• [EXERCISE DETAILS] Count how many lines in the data below contain the string "pink". Case matters, and the reply should be the number alone.

(Data listing)
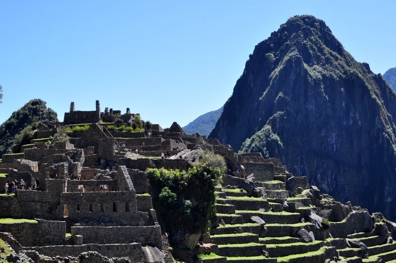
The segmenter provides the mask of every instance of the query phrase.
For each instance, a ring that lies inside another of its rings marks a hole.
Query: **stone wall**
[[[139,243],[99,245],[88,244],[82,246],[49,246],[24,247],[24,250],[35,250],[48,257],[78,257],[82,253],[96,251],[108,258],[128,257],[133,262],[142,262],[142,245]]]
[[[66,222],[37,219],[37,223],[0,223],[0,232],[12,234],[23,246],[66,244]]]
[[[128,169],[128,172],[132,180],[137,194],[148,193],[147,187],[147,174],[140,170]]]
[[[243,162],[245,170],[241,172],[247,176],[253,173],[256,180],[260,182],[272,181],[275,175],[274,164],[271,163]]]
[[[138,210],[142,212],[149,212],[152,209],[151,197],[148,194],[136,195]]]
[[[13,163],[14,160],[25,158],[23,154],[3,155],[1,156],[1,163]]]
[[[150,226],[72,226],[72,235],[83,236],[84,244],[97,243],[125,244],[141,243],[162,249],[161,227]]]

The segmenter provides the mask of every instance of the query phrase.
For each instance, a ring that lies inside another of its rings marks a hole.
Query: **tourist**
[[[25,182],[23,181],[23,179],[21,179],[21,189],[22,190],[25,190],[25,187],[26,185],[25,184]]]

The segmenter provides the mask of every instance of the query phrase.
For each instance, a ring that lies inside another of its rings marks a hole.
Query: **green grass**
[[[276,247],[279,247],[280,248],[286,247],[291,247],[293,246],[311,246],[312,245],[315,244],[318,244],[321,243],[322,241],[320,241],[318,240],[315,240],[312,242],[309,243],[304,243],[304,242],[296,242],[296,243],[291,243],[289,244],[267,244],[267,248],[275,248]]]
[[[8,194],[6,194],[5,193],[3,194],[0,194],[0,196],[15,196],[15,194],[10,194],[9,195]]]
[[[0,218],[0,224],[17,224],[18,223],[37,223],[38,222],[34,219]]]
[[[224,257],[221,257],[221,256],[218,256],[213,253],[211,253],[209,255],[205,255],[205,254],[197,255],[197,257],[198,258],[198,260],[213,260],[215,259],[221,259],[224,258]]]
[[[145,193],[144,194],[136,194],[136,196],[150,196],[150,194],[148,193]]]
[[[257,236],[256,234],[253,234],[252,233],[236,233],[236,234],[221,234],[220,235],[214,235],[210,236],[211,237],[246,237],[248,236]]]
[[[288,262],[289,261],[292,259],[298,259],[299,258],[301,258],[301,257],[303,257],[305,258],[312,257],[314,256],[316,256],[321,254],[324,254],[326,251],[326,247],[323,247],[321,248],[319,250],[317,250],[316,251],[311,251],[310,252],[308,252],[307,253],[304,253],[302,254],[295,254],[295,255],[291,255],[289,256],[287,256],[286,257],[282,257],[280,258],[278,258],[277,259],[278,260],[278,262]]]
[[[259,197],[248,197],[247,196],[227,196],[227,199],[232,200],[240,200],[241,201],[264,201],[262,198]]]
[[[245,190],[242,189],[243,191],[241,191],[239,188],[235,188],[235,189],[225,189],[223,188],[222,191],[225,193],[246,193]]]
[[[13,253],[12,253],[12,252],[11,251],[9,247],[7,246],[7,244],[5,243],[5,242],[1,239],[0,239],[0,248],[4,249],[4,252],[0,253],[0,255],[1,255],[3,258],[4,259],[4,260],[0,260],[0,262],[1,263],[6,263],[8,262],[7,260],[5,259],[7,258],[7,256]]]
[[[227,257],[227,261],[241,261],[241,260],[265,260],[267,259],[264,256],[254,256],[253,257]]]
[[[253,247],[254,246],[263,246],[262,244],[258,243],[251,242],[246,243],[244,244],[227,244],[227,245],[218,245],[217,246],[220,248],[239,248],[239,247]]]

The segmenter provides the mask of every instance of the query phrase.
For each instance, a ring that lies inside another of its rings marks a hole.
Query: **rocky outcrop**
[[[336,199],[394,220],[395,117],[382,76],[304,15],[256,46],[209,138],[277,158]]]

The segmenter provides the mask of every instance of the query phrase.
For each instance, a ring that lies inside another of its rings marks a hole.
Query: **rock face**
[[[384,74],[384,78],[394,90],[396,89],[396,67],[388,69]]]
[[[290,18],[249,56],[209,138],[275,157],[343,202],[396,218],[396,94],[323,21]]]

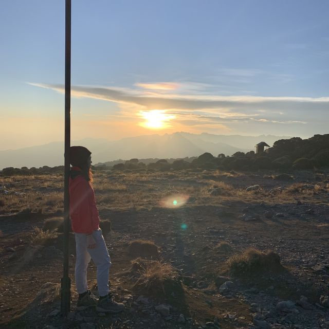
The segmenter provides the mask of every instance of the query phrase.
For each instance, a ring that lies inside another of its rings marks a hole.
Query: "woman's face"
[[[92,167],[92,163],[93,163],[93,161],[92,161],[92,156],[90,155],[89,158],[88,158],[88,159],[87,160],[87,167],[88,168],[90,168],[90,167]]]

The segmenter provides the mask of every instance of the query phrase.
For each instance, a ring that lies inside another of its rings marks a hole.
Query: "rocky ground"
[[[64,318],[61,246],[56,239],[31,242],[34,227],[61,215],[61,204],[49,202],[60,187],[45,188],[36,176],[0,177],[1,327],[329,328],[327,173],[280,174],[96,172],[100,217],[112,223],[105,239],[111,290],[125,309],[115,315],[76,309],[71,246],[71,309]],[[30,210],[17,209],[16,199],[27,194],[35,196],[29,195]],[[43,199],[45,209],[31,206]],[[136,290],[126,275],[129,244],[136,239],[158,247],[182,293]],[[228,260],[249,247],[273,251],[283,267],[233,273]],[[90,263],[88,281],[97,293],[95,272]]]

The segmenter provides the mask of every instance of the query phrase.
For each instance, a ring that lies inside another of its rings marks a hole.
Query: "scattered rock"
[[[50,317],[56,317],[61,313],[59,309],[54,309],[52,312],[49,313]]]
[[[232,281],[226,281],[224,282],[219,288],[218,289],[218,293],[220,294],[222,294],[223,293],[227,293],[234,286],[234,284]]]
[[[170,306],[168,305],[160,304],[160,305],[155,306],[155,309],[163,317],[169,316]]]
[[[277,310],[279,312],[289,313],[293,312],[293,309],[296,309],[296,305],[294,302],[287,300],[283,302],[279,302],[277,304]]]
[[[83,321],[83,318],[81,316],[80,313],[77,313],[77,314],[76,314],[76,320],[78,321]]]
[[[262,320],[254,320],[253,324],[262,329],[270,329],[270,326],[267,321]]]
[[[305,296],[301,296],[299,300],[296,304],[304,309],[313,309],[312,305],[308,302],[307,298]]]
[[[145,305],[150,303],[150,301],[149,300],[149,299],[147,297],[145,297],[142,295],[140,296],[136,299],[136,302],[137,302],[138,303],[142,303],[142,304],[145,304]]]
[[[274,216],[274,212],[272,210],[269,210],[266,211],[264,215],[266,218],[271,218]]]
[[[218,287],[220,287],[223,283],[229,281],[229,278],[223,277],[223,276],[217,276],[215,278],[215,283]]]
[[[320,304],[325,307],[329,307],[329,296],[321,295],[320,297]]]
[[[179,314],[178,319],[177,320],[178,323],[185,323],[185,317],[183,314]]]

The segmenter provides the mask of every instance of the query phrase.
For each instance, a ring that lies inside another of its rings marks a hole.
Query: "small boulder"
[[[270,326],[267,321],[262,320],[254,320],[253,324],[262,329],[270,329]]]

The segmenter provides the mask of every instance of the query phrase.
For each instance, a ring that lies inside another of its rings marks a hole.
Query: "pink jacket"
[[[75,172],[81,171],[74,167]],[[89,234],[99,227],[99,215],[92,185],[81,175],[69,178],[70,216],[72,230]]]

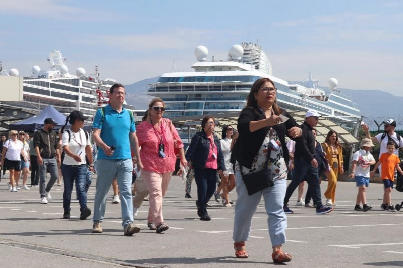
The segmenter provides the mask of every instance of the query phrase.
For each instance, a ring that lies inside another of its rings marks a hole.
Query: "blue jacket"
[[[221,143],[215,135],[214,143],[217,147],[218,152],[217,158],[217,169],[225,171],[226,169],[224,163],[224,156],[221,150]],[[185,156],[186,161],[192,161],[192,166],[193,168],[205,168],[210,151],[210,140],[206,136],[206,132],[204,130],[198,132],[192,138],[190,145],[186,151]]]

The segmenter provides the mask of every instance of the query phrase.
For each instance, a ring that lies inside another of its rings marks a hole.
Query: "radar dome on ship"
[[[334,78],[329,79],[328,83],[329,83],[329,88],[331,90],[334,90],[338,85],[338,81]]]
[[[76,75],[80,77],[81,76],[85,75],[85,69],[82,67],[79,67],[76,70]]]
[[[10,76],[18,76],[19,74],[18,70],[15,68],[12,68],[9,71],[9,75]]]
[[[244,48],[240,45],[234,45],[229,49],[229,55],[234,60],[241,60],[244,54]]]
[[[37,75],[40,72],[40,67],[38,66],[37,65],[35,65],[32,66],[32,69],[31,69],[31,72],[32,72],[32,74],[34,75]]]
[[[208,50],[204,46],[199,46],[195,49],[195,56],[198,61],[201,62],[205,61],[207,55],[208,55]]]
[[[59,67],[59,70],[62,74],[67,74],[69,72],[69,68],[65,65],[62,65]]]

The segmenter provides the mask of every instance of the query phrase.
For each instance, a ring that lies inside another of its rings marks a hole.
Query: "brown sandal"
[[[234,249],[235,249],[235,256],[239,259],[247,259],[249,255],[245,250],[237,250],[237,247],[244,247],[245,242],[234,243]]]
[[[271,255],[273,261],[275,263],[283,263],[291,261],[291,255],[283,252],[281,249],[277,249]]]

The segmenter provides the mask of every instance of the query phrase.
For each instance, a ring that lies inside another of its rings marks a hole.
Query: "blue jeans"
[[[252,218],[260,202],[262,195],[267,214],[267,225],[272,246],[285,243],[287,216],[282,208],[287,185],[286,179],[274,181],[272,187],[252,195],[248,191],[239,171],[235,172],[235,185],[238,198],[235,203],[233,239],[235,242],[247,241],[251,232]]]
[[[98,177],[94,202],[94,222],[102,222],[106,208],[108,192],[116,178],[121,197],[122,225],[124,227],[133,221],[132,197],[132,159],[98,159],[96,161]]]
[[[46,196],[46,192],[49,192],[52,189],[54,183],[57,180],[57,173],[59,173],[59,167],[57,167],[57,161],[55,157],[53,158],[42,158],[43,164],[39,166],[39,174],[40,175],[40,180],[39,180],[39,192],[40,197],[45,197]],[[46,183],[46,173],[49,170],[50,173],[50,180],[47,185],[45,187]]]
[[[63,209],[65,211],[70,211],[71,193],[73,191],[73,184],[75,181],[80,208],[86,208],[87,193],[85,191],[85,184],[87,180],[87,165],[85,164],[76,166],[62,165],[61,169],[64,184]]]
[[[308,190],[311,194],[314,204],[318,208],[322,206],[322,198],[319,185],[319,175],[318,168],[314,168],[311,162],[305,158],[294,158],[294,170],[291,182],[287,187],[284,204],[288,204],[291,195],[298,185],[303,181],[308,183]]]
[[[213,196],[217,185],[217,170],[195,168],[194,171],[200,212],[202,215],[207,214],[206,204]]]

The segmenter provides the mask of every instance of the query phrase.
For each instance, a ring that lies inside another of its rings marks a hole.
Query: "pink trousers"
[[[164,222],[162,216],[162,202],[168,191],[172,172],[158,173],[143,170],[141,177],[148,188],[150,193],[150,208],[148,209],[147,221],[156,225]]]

• [TASK RESULT] 2